-- YOUR GOAL --
Reproduce the records below exactly, leaving their images out.

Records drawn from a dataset
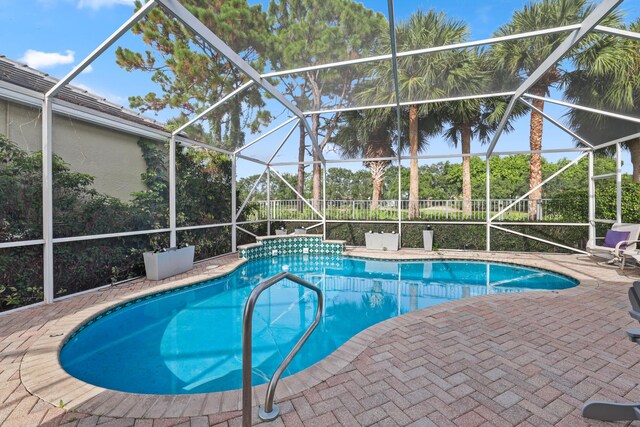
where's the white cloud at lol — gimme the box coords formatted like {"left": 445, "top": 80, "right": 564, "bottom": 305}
{"left": 19, "top": 49, "right": 75, "bottom": 69}
{"left": 81, "top": 64, "right": 94, "bottom": 74}
{"left": 77, "top": 0, "right": 135, "bottom": 10}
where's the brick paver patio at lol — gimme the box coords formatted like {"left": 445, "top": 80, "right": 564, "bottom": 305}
{"left": 1, "top": 250, "right": 640, "bottom": 426}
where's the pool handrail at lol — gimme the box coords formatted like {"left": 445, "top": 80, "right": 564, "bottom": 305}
{"left": 242, "top": 271, "right": 324, "bottom": 426}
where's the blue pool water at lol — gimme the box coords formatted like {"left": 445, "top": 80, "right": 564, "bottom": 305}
{"left": 60, "top": 255, "right": 577, "bottom": 394}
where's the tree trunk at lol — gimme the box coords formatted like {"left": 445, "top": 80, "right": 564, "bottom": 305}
{"left": 209, "top": 114, "right": 222, "bottom": 147}
{"left": 311, "top": 114, "right": 322, "bottom": 211}
{"left": 229, "top": 98, "right": 243, "bottom": 150}
{"left": 528, "top": 93, "right": 545, "bottom": 220}
{"left": 629, "top": 138, "right": 640, "bottom": 183}
{"left": 297, "top": 125, "right": 305, "bottom": 211}
{"left": 408, "top": 105, "right": 420, "bottom": 219}
{"left": 367, "top": 161, "right": 386, "bottom": 210}
{"left": 461, "top": 125, "right": 472, "bottom": 217}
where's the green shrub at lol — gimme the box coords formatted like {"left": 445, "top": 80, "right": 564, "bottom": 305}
{"left": 0, "top": 246, "right": 43, "bottom": 308}
{"left": 324, "top": 222, "right": 584, "bottom": 253}
{"left": 547, "top": 182, "right": 640, "bottom": 223}
{"left": 0, "top": 135, "right": 245, "bottom": 310}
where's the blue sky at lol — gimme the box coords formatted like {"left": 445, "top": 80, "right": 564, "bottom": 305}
{"left": 1, "top": 0, "right": 635, "bottom": 178}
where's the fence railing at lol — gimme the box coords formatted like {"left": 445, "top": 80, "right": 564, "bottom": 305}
{"left": 244, "top": 198, "right": 564, "bottom": 222}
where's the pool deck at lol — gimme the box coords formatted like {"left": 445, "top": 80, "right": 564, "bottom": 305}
{"left": 2, "top": 249, "right": 640, "bottom": 426}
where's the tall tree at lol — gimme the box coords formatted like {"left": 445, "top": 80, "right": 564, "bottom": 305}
{"left": 490, "top": 0, "right": 620, "bottom": 219}
{"left": 268, "top": 0, "right": 388, "bottom": 210}
{"left": 360, "top": 9, "right": 469, "bottom": 219}
{"left": 564, "top": 18, "right": 640, "bottom": 182}
{"left": 439, "top": 50, "right": 526, "bottom": 216}
{"left": 116, "top": 0, "right": 273, "bottom": 150}
{"left": 332, "top": 109, "right": 399, "bottom": 209}
{"left": 441, "top": 97, "right": 519, "bottom": 216}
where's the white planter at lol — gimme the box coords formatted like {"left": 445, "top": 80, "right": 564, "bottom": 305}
{"left": 423, "top": 230, "right": 434, "bottom": 251}
{"left": 275, "top": 229, "right": 287, "bottom": 235}
{"left": 294, "top": 228, "right": 307, "bottom": 234}
{"left": 365, "top": 233, "right": 399, "bottom": 251}
{"left": 365, "top": 232, "right": 382, "bottom": 249}
{"left": 364, "top": 260, "right": 398, "bottom": 274}
{"left": 143, "top": 246, "right": 195, "bottom": 281}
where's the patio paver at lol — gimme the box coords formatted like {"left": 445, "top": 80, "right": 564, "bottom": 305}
{"left": 1, "top": 250, "right": 640, "bottom": 426}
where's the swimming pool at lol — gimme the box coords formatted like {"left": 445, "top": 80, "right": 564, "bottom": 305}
{"left": 60, "top": 255, "right": 577, "bottom": 395}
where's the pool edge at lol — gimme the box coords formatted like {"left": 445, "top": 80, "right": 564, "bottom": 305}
{"left": 20, "top": 251, "right": 596, "bottom": 419}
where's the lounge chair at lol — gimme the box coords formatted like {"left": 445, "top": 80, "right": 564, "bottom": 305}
{"left": 587, "top": 223, "right": 640, "bottom": 269}
{"left": 583, "top": 281, "right": 640, "bottom": 421}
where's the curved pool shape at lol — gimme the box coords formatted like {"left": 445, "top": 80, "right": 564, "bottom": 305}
{"left": 60, "top": 255, "right": 577, "bottom": 394}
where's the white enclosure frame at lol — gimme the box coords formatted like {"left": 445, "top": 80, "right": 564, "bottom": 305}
{"left": 0, "top": 0, "right": 637, "bottom": 307}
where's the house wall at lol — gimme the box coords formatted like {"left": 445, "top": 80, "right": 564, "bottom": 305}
{"left": 0, "top": 99, "right": 158, "bottom": 201}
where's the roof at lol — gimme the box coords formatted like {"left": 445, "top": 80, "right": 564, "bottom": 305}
{"left": 0, "top": 55, "right": 167, "bottom": 132}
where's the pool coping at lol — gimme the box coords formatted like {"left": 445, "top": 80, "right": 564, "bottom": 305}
{"left": 19, "top": 251, "right": 600, "bottom": 419}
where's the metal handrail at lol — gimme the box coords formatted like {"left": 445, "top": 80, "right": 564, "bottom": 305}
{"left": 242, "top": 272, "right": 324, "bottom": 426}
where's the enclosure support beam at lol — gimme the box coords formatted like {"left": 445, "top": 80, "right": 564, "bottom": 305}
{"left": 595, "top": 131, "right": 640, "bottom": 152}
{"left": 158, "top": 0, "right": 324, "bottom": 163}
{"left": 595, "top": 25, "right": 640, "bottom": 41}
{"left": 266, "top": 167, "right": 271, "bottom": 236}
{"left": 387, "top": 0, "right": 404, "bottom": 245}
{"left": 169, "top": 135, "right": 177, "bottom": 247}
{"left": 236, "top": 168, "right": 268, "bottom": 221}
{"left": 616, "top": 143, "right": 622, "bottom": 223}
{"left": 490, "top": 152, "right": 588, "bottom": 221}
{"left": 38, "top": 0, "right": 159, "bottom": 305}
{"left": 485, "top": 157, "right": 491, "bottom": 252}
{"left": 0, "top": 240, "right": 44, "bottom": 250}
{"left": 322, "top": 165, "right": 327, "bottom": 239}
{"left": 175, "top": 136, "right": 233, "bottom": 155}
{"left": 173, "top": 82, "right": 254, "bottom": 136}
{"left": 235, "top": 117, "right": 297, "bottom": 154}
{"left": 303, "top": 92, "right": 516, "bottom": 117}
{"left": 267, "top": 121, "right": 300, "bottom": 164}
{"left": 490, "top": 225, "right": 589, "bottom": 255}
{"left": 523, "top": 93, "right": 640, "bottom": 125}
{"left": 232, "top": 155, "right": 237, "bottom": 252}
{"left": 271, "top": 169, "right": 324, "bottom": 219}
{"left": 42, "top": 99, "right": 54, "bottom": 304}
{"left": 235, "top": 121, "right": 299, "bottom": 224}
{"left": 262, "top": 25, "right": 581, "bottom": 78}
{"left": 588, "top": 151, "right": 595, "bottom": 244}
{"left": 269, "top": 147, "right": 589, "bottom": 167}
{"left": 485, "top": 0, "right": 623, "bottom": 156}
{"left": 237, "top": 226, "right": 258, "bottom": 239}
{"left": 397, "top": 157, "right": 402, "bottom": 239}
{"left": 47, "top": 0, "right": 158, "bottom": 98}
{"left": 518, "top": 98, "right": 594, "bottom": 148}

-- EXERCISE OUTPUT --
where's the white cloud at lol — gimme the box coords formatted like {"left": 445, "top": 80, "right": 564, "bottom": 305}
{"left": 19, "top": 49, "right": 75, "bottom": 69}
{"left": 81, "top": 64, "right": 94, "bottom": 74}
{"left": 77, "top": 0, "right": 135, "bottom": 10}
where's the brick paver patio at lol — gimme the box coords formatted like {"left": 445, "top": 80, "right": 564, "bottom": 305}
{"left": 1, "top": 250, "right": 640, "bottom": 426}
where's the pool handrail at lol — gimme the box coords formatted like {"left": 445, "top": 80, "right": 564, "bottom": 305}
{"left": 242, "top": 271, "right": 324, "bottom": 426}
where's the blue pool water at lol — gimme the box coords formatted like {"left": 445, "top": 80, "right": 564, "bottom": 305}
{"left": 60, "top": 255, "right": 577, "bottom": 394}
where's the tree trunk at lol — gimme the box coords formatted like {"left": 445, "top": 80, "right": 564, "bottom": 305}
{"left": 209, "top": 114, "right": 222, "bottom": 147}
{"left": 311, "top": 114, "right": 322, "bottom": 211}
{"left": 229, "top": 98, "right": 243, "bottom": 150}
{"left": 528, "top": 93, "right": 545, "bottom": 220}
{"left": 629, "top": 138, "right": 640, "bottom": 183}
{"left": 297, "top": 125, "right": 305, "bottom": 211}
{"left": 408, "top": 105, "right": 420, "bottom": 219}
{"left": 367, "top": 161, "right": 386, "bottom": 210}
{"left": 461, "top": 125, "right": 472, "bottom": 217}
where's the green shrub at lol — gimme the box coords formatted like {"left": 445, "top": 80, "right": 564, "bottom": 305}
{"left": 0, "top": 246, "right": 43, "bottom": 308}
{"left": 324, "top": 222, "right": 584, "bottom": 253}
{"left": 547, "top": 182, "right": 640, "bottom": 223}
{"left": 0, "top": 135, "right": 245, "bottom": 310}
where's the blue sky at lol — gimme the box coords formatted like {"left": 445, "top": 80, "right": 564, "bottom": 305}
{"left": 1, "top": 0, "right": 635, "bottom": 178}
where's the fence railing at lol — gimme the box coords formatted like {"left": 445, "top": 80, "right": 564, "bottom": 305}
{"left": 244, "top": 198, "right": 564, "bottom": 222}
where's the pool deck at lol — gimme the box coords formatted like {"left": 445, "top": 80, "right": 564, "bottom": 305}
{"left": 2, "top": 249, "right": 640, "bottom": 426}
where's the tall tree at lol — gimme the box coords formatted like {"left": 445, "top": 80, "right": 564, "bottom": 305}
{"left": 490, "top": 0, "right": 620, "bottom": 219}
{"left": 268, "top": 0, "right": 388, "bottom": 210}
{"left": 360, "top": 9, "right": 469, "bottom": 219}
{"left": 564, "top": 18, "right": 640, "bottom": 182}
{"left": 439, "top": 50, "right": 526, "bottom": 216}
{"left": 116, "top": 0, "right": 273, "bottom": 150}
{"left": 332, "top": 109, "right": 399, "bottom": 209}
{"left": 441, "top": 97, "right": 519, "bottom": 216}
where's the white planter at lol — gimme the box coords formatted like {"left": 445, "top": 80, "right": 564, "bottom": 305}
{"left": 423, "top": 230, "right": 434, "bottom": 251}
{"left": 275, "top": 229, "right": 287, "bottom": 235}
{"left": 294, "top": 228, "right": 307, "bottom": 234}
{"left": 365, "top": 233, "right": 399, "bottom": 251}
{"left": 365, "top": 232, "right": 382, "bottom": 249}
{"left": 364, "top": 260, "right": 398, "bottom": 274}
{"left": 143, "top": 246, "right": 195, "bottom": 281}
where's the patio paver at lol — gimme the box coords formatted like {"left": 445, "top": 80, "right": 564, "bottom": 305}
{"left": 1, "top": 250, "right": 640, "bottom": 426}
where's the swimming pool at lol — gimme the box coords formatted like {"left": 445, "top": 80, "right": 564, "bottom": 305}
{"left": 60, "top": 255, "right": 577, "bottom": 395}
where's the pool edge at lol — gimme the box coords formatted like {"left": 445, "top": 80, "right": 564, "bottom": 305}
{"left": 20, "top": 251, "right": 596, "bottom": 419}
where's the lounge chair at lol — gimme the box coords formatted like {"left": 445, "top": 80, "right": 564, "bottom": 305}
{"left": 587, "top": 223, "right": 640, "bottom": 269}
{"left": 583, "top": 281, "right": 640, "bottom": 421}
where's the curved pool shape at lol — gimme the box coords formatted like {"left": 445, "top": 80, "right": 564, "bottom": 305}
{"left": 60, "top": 255, "right": 577, "bottom": 394}
where's the white enclosure frame at lol — gimme the box coords formatted like {"left": 445, "top": 80, "right": 564, "bottom": 305}
{"left": 0, "top": 0, "right": 637, "bottom": 307}
where's the house wall at lol — gimme the box coords formatted like {"left": 445, "top": 80, "right": 564, "bottom": 305}
{"left": 0, "top": 99, "right": 158, "bottom": 201}
where's the roof at lol — gimme the box coords formatted like {"left": 445, "top": 80, "right": 564, "bottom": 305}
{"left": 0, "top": 55, "right": 167, "bottom": 132}
where's the pool coping at lol — gimme the box coords formatted like {"left": 445, "top": 80, "right": 564, "bottom": 305}
{"left": 19, "top": 251, "right": 600, "bottom": 419}
where's the metal handrail at lol — gimme the box coords formatted like {"left": 445, "top": 80, "right": 564, "bottom": 305}
{"left": 242, "top": 272, "right": 324, "bottom": 426}
where's the enclosure support beam at lol — gimme the box coords formatted like {"left": 445, "top": 80, "right": 564, "bottom": 305}
{"left": 595, "top": 131, "right": 640, "bottom": 152}
{"left": 158, "top": 0, "right": 324, "bottom": 163}
{"left": 595, "top": 25, "right": 640, "bottom": 41}
{"left": 266, "top": 167, "right": 271, "bottom": 236}
{"left": 387, "top": 0, "right": 404, "bottom": 245}
{"left": 169, "top": 135, "right": 177, "bottom": 247}
{"left": 236, "top": 168, "right": 268, "bottom": 221}
{"left": 616, "top": 143, "right": 622, "bottom": 223}
{"left": 490, "top": 152, "right": 588, "bottom": 221}
{"left": 38, "top": 0, "right": 159, "bottom": 305}
{"left": 485, "top": 157, "right": 491, "bottom": 252}
{"left": 0, "top": 240, "right": 44, "bottom": 250}
{"left": 322, "top": 165, "right": 327, "bottom": 239}
{"left": 175, "top": 136, "right": 233, "bottom": 155}
{"left": 173, "top": 82, "right": 254, "bottom": 136}
{"left": 235, "top": 117, "right": 297, "bottom": 154}
{"left": 303, "top": 92, "right": 516, "bottom": 117}
{"left": 267, "top": 121, "right": 300, "bottom": 164}
{"left": 490, "top": 225, "right": 589, "bottom": 255}
{"left": 523, "top": 93, "right": 640, "bottom": 125}
{"left": 232, "top": 155, "right": 237, "bottom": 252}
{"left": 271, "top": 169, "right": 324, "bottom": 219}
{"left": 42, "top": 99, "right": 54, "bottom": 304}
{"left": 235, "top": 121, "right": 299, "bottom": 224}
{"left": 262, "top": 25, "right": 581, "bottom": 78}
{"left": 588, "top": 151, "right": 595, "bottom": 244}
{"left": 269, "top": 147, "right": 589, "bottom": 167}
{"left": 485, "top": 0, "right": 623, "bottom": 156}
{"left": 237, "top": 226, "right": 258, "bottom": 239}
{"left": 397, "top": 157, "right": 402, "bottom": 239}
{"left": 47, "top": 0, "right": 158, "bottom": 98}
{"left": 518, "top": 98, "right": 594, "bottom": 148}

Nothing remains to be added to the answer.